Allarme Ue: “Attenti, può spezzarsi al società”. È il terzo stadio della crisi

Questo non l’avevano finora mai detto: «A rischio la coesione sociale». È la frase pronunciata da Claude Juncker, presidente della Commissione europea, di fronte al Parlamento dell’Unione. Dunque è lo stesso tessuto della società che può lacerarsi, sotto il peso e lo strappo imposto da una disoccupazione continentale che viaggia verso il 10 per cento della forza lavoro.

Anche Berlusconi, chiudendo i lavori del g8 Social Summit 2009 tenutosi a Roma, ha parlato dei «20 milioni di posti di lavoro in meno nel 2010 nel mondo». Il Cavaliere prevede che la crisi economica «durerà almeno due anni, due anni e mezzo» e, a proposito della spesa sociale, ha annunciato: «Non sono spaventato se ci sarà un aumento del debito pubblico per affrontare una spesa provvisoria che è la prima necessità».

» CONSEGNA: Trasforma in un elenco puntato il paragrafo del testo della pagina che comincia con «Anche Berlusconi», conservandone i fatti principali. Il materiale qui riportato non ha alcun legame con il testo della pagina.

» ESTRATTO DEI DATI:
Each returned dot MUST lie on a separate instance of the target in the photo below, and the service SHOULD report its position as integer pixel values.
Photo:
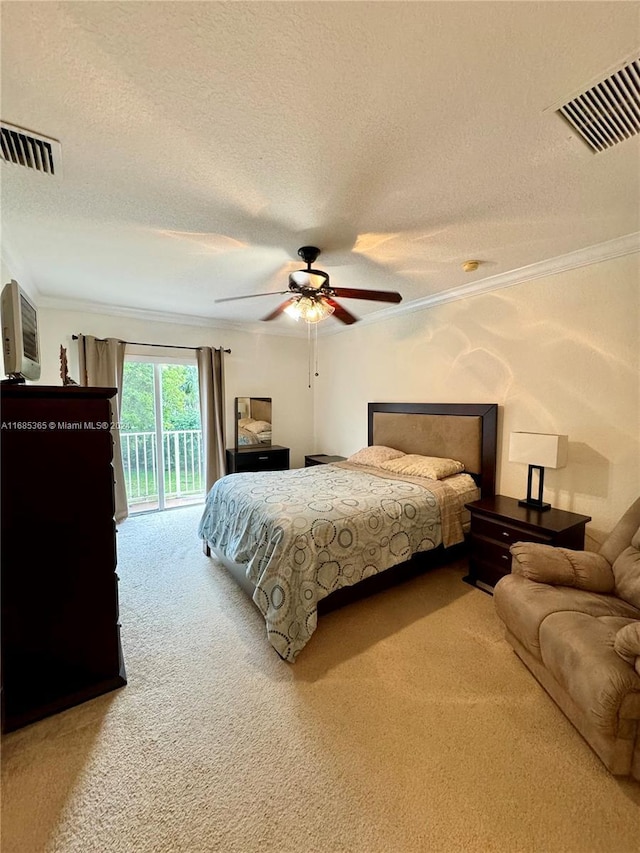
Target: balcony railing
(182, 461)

» RISPOSTA ATTESA:
- Berlusconi ha chiuso i lavori del g8 Social Summit 2009, tenutosi a Roma.
- Ha parlato di 20 milioni di posti di lavoro in meno nel mondo nel 2010.
- Prevede che la crisi economica durerà almeno due anni, due anni e mezzo.
- Sulla spesa sociale, ha detto di non essere spaventato da un eventuale aumento del debito pubblico per affrontare una spesa provvisoria, che considera la prima necessità.